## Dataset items
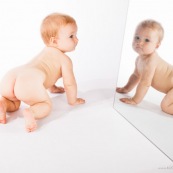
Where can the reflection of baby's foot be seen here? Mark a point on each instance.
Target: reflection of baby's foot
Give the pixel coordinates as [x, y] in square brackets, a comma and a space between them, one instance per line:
[2, 113]
[30, 122]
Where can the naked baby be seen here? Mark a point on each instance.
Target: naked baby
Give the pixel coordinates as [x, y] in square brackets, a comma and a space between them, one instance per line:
[29, 82]
[150, 68]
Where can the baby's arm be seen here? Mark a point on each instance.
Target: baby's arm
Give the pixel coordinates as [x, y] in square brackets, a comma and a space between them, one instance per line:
[143, 86]
[70, 82]
[132, 82]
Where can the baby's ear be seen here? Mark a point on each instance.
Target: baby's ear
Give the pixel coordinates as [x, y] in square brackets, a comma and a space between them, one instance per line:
[158, 44]
[53, 40]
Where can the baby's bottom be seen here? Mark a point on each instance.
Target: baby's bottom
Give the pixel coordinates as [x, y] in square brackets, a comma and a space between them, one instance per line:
[7, 106]
[27, 86]
[167, 103]
[33, 93]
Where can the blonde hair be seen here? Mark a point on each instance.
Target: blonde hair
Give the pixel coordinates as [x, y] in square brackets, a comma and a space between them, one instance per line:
[51, 24]
[154, 25]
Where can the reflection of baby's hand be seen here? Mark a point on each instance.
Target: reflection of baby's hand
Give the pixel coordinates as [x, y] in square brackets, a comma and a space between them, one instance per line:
[79, 101]
[121, 90]
[128, 101]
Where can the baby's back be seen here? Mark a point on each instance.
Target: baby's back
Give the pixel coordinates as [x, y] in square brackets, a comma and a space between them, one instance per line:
[163, 77]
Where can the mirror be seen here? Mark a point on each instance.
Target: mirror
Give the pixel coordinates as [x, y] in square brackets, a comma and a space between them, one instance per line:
[147, 116]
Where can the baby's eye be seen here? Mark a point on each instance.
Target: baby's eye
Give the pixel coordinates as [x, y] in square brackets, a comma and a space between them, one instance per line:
[147, 40]
[137, 38]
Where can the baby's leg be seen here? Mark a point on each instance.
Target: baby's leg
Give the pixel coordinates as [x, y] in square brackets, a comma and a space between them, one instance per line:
[36, 111]
[33, 93]
[7, 106]
[167, 103]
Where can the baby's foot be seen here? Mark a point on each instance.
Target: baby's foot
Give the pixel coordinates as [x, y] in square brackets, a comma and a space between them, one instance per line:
[2, 113]
[30, 122]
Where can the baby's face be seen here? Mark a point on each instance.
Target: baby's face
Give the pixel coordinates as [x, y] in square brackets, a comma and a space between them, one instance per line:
[67, 38]
[146, 41]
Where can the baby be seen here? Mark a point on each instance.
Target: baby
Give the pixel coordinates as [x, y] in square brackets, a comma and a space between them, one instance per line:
[150, 68]
[29, 83]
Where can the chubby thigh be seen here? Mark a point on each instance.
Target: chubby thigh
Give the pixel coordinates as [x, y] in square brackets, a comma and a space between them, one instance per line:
[29, 87]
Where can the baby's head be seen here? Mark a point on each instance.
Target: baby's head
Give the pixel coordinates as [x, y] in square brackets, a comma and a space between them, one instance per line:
[154, 26]
[148, 37]
[52, 24]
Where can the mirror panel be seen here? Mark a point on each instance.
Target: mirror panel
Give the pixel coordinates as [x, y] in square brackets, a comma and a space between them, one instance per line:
[147, 117]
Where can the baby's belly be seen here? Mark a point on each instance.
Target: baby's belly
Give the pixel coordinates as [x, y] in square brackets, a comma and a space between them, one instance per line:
[50, 81]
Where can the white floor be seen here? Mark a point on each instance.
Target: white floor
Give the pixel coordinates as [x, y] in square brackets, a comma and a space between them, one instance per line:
[91, 138]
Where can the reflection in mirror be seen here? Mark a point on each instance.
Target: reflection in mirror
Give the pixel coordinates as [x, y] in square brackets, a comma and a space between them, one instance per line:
[147, 116]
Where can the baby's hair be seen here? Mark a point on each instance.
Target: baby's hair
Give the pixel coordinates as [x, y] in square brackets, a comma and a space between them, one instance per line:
[154, 25]
[51, 24]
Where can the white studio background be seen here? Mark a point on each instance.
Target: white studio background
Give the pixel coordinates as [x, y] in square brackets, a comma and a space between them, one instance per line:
[160, 10]
[101, 27]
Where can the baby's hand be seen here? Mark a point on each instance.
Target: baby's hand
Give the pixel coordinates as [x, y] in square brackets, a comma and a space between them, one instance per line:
[128, 101]
[121, 90]
[79, 101]
[55, 89]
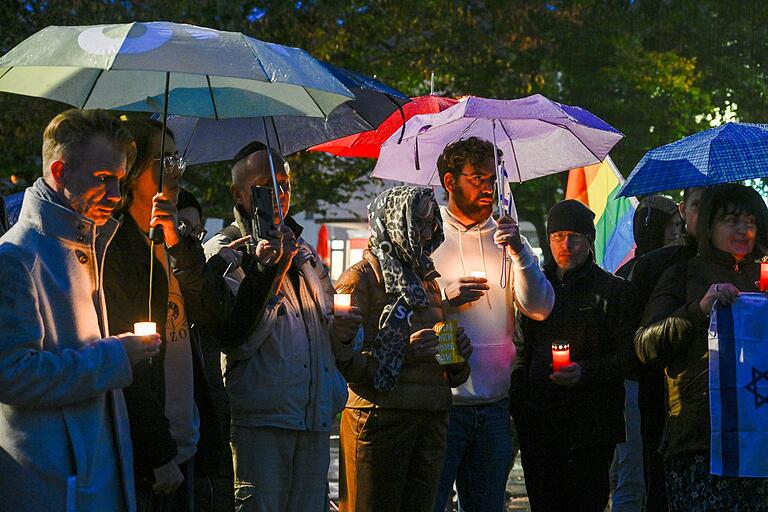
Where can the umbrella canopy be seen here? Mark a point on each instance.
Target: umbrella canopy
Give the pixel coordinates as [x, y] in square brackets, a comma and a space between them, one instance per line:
[209, 73]
[203, 140]
[538, 137]
[731, 152]
[368, 144]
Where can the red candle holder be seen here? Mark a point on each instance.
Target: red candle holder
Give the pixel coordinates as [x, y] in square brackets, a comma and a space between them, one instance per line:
[561, 355]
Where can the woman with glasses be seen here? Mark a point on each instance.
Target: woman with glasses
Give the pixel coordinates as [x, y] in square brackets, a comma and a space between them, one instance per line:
[164, 411]
[732, 234]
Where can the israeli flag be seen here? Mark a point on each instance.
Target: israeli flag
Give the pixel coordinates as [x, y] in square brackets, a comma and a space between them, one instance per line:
[738, 385]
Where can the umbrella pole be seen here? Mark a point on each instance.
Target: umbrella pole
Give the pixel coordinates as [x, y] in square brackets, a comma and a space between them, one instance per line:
[500, 189]
[272, 171]
[156, 233]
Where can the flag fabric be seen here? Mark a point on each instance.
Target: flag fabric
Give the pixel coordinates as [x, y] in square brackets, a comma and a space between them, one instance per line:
[738, 388]
[597, 187]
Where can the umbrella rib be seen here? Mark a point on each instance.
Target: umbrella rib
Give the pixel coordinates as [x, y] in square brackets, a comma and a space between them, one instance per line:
[574, 136]
[514, 153]
[213, 101]
[277, 135]
[90, 91]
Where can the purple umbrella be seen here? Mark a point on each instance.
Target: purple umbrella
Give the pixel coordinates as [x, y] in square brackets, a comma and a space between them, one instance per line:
[538, 137]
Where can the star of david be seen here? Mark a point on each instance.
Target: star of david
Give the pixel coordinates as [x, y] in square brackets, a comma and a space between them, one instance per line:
[757, 376]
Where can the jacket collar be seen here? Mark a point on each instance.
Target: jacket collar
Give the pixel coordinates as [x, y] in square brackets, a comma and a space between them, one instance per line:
[47, 213]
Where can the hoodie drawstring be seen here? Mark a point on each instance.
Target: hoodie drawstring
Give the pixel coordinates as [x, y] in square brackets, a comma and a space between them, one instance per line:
[482, 257]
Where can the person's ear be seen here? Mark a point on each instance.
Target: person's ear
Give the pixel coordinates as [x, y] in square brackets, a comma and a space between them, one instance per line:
[449, 182]
[57, 171]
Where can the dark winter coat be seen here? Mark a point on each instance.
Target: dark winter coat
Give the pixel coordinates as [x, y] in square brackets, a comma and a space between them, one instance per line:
[593, 313]
[206, 299]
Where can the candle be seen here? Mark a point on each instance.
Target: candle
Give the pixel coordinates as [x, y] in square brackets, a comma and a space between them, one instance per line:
[561, 355]
[144, 328]
[341, 303]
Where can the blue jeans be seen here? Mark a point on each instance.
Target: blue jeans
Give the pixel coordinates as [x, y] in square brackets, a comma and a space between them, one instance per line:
[627, 479]
[477, 458]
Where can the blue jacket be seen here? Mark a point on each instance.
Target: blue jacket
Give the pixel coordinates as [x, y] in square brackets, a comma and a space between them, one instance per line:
[64, 435]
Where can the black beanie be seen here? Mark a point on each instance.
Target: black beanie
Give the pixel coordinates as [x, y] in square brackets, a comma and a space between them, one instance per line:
[571, 215]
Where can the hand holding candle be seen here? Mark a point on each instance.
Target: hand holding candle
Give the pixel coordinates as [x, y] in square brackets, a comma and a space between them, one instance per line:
[341, 304]
[561, 355]
[144, 328]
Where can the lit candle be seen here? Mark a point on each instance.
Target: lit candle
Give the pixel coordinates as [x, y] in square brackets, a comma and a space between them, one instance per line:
[341, 303]
[561, 355]
[764, 277]
[144, 328]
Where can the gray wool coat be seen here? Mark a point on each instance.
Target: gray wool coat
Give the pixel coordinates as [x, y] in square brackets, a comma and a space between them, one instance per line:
[64, 433]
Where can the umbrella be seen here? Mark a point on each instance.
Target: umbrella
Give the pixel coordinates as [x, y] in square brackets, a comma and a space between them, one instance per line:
[538, 137]
[368, 144]
[202, 72]
[731, 152]
[203, 140]
[180, 68]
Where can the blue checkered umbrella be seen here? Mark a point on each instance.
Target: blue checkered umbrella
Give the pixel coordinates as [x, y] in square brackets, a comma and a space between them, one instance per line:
[728, 153]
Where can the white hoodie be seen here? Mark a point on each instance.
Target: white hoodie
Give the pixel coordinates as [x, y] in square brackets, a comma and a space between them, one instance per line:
[490, 321]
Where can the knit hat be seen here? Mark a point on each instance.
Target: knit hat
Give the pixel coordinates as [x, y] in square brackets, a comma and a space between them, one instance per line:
[571, 215]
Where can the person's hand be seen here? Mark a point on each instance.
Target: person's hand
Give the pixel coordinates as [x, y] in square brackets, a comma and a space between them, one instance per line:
[165, 215]
[464, 345]
[465, 289]
[279, 241]
[422, 346]
[230, 254]
[508, 233]
[568, 376]
[168, 478]
[139, 348]
[345, 326]
[726, 293]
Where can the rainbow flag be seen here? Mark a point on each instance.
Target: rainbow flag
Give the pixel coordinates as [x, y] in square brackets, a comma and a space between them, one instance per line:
[596, 186]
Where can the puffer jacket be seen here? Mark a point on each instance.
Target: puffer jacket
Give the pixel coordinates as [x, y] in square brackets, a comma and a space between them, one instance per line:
[593, 312]
[279, 370]
[676, 336]
[420, 385]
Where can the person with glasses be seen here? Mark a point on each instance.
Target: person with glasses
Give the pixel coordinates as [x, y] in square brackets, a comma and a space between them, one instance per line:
[168, 393]
[569, 420]
[480, 434]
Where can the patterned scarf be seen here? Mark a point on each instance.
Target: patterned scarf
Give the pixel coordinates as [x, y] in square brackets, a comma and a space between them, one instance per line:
[405, 262]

## What you should do
Begin at the line that has "Where can the person with" and stop after the last line of the entries. Write out every line in that span again, offsetting each coordinate in the answers by adding 74 and leaving all other text unchanged.

## Exercise solution
Where can the person with glasses be seen here? Mark a point on each instance.
Target: person with glasses
Give the pixel coordinates as [x, y] in square brackets, a comma and a space between them, one instance per line:
[242, 467]
[643, 494]
[554, 508]
Where can the patterned scarf be seen here? Mark a point on each instance.
Target: patterned scarf
Give the pixel coordinates as [x, y] in square brackets, a comma and a space between them, one instance per line:
[479, 336]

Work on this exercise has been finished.